Der Fluch des Tutanchamun

Am 4. November 1922 geschah ein Ereignis, das die ganze Welt bewegen würde: Howard Carter fand das versiegelte Grab des Tutanchamun. Noch nie zuvor war es jemandem gelungen, ein noch nahezu unberührtes Grab zu finden. Voller Freude telegrafierte Howard Carter seinem Mäzen Lord Carnarvon und berichtete ihm von diesem unglaublichen Glück. Zu dieser Zeit konnte noch keiner ahnen, welch schlimmes Schicksal über den Lord und vielen anderen Grabbesuchern kommen sollte ...

Als Lord Carnarvon nun das Telegramm bekam, versprach er am 20. November in Ägypten einzutreffen. Davor ließ er einen Wahrsager kommen, der ihn beschwor nicht zur Graböffnung ins Tal der Könige zu fahren. Zweifelnd ließ er noch andere Wahrsager kommen, die, unabhängig voneinander, ihn dasselbe bestätigten. Trotz der Warnungen siegte die Neugier und Lord Carnarvon machte sich mit seiner Tochter Evelyn auf nach Alexandria.

26. November 1922 - Nun ist es endlich soweit. Das Grab wird geöffnet. Hervor kommt ein fast noch ungeöffnetes Grab mit unsagbaren Schätzen.
*-*-*
> _ARBEITSANWEISUNGEN_
1: Mit wem reiste Lord Carnarvon laut dem Text über den Fluch des Tutanchamun nach Alexandria?
2: Schreiben Sie aus dem Text über den Fluch des Tutanchamun den Abschnitt ab, der mit „Am 4. November“ beginnt und bis einschließlich „auf nach Alexandria.“ reicht.
3: Setzen Sie den Text über den Fluch des Tutanchamun im Anschluss an seinen letzten Satz fort.

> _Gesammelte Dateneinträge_
*-*-*
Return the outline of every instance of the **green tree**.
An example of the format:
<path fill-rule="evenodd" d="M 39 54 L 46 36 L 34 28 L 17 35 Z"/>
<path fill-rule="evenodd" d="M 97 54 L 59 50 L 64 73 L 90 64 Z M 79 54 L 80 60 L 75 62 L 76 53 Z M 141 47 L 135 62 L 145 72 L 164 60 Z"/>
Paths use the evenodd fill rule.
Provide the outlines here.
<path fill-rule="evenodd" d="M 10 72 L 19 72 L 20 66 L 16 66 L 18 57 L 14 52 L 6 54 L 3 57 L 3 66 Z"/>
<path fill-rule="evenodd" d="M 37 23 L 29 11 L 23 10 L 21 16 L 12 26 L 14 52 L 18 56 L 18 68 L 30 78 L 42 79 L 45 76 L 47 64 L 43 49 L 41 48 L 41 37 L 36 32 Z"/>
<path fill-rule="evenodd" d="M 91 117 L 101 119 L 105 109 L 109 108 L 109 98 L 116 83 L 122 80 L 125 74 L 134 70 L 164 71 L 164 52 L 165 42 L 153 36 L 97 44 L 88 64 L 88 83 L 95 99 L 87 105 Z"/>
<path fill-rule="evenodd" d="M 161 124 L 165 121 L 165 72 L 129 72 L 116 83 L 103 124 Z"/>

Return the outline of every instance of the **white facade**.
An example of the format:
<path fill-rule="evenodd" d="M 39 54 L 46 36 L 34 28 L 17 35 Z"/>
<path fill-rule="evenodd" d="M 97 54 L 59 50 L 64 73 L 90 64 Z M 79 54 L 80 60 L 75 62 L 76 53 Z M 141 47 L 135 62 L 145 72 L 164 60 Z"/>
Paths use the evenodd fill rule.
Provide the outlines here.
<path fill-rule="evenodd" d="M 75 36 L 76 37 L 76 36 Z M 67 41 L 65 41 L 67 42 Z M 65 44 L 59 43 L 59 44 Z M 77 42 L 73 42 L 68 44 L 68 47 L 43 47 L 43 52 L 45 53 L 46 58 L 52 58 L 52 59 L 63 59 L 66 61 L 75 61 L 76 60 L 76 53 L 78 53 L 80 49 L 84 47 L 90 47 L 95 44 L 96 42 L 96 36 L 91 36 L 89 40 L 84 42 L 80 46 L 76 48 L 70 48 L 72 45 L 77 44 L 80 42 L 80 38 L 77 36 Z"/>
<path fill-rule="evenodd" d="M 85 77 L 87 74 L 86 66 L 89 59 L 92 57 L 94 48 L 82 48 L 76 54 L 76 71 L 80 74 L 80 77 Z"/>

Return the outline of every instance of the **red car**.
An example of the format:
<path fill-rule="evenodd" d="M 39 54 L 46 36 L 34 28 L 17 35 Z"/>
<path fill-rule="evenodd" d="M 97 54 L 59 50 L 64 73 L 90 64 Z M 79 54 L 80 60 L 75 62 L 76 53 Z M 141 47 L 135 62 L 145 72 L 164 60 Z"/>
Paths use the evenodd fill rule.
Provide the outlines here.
*-*-*
> _ANTWORTEN ZU AUFGABEN_
1: Mit seiner Tochter Evelyn.

2:
Am 4. November 1922 geschah ein Ereignis, das die ganze Welt bewegen würde: Howard Carter fand das versiegelte Grab des Tutanchamun. Noch nie zuvor war es jemandem gelungen, ein noch nahezu unberührtes Grab zu finden. Voller Freude telegrafierte Howard Carter seinem Mäzen Lord Carnarvon und berichtete ihm von diesem unglaublichen Glück. Zu dieser Zeit konnte noch keiner ahnen, welch schlimmes Schicksal über den Lord und vielen anderen Grabbesuchern kommen sollte ...

Als Lord Carnarvon nun das Telegramm bekam, versprach er am 20. November in Ägypten einzutreffen. Davor ließ er einen Wahrsager kommen, der ihn beschwor nicht zur Graböffnung ins Tal der Könige zu fahren. Zweifelnd ließ er noch andere Wahrsager kommen, die, unabhängig voneinander, ihn dasselbe bestätigten. Trotz der Warnungen siegte die Neugier und Lord Carnarvon machte sich mit seiner Tochter Evelyn auf nach Alexandria.

3:
In dieser Stunde, in der das Siegel des Grabes gebrochen wird, tötet eine Schlange den Wellensittich Howard Carters. Die Schlange galt als Beschützer des Pharao.
Die Arbeiter deuteten den Vorfall als böses Omen und fürchten, dass dies erst der Anfang sei. Howard Carter und Lord Carnarvon haben aber kein Gehör für derartige Warnungen und machen sich auf, die Katalogisierung und das Ausräumen des Grabes zu organisieren.

8. März 1923 - Als Lord Carnarvon an diesem Tag aus dem Grab kommt, wird er von einem Moskito in den Hals gestochen. Am Tag darauf schneidet er sich beim Rasieren den Moskitostich auf. Eine Blutvergiftung ist die Folge. Auf Anraten des Arztes reist Lord Carnarvon nach Kairo. Dort verschlechtert sich sein Zustand dramatisch.
Obwohl es ihm immer schlechter geht, speist er abends im exklusiven Mohamed-Ali Club. Später geht er noch in ein Kino. Während der Filmvorführung klagt Lord Carnarvon über Schwindelgefühle und starke Schmerzen, hielt den Abend aber noch durch.
Dies war sein letzter öffentlicher Auftritt. Zu der Blutvergiftung kam noch eine Lungenentzündung hinzu.

Am 5. April 1923 um 2 Uhr in der Früh stirbt Lord Carnarvon.
Genau zu diesem Zeitpunkt fällt auf unerklärlicher Weise in ganz Kairo der Strom aus.
Im entfernten England heult Lord Carnarvons Lieblingshund zur selben Zeit laut auf und fällt tot um.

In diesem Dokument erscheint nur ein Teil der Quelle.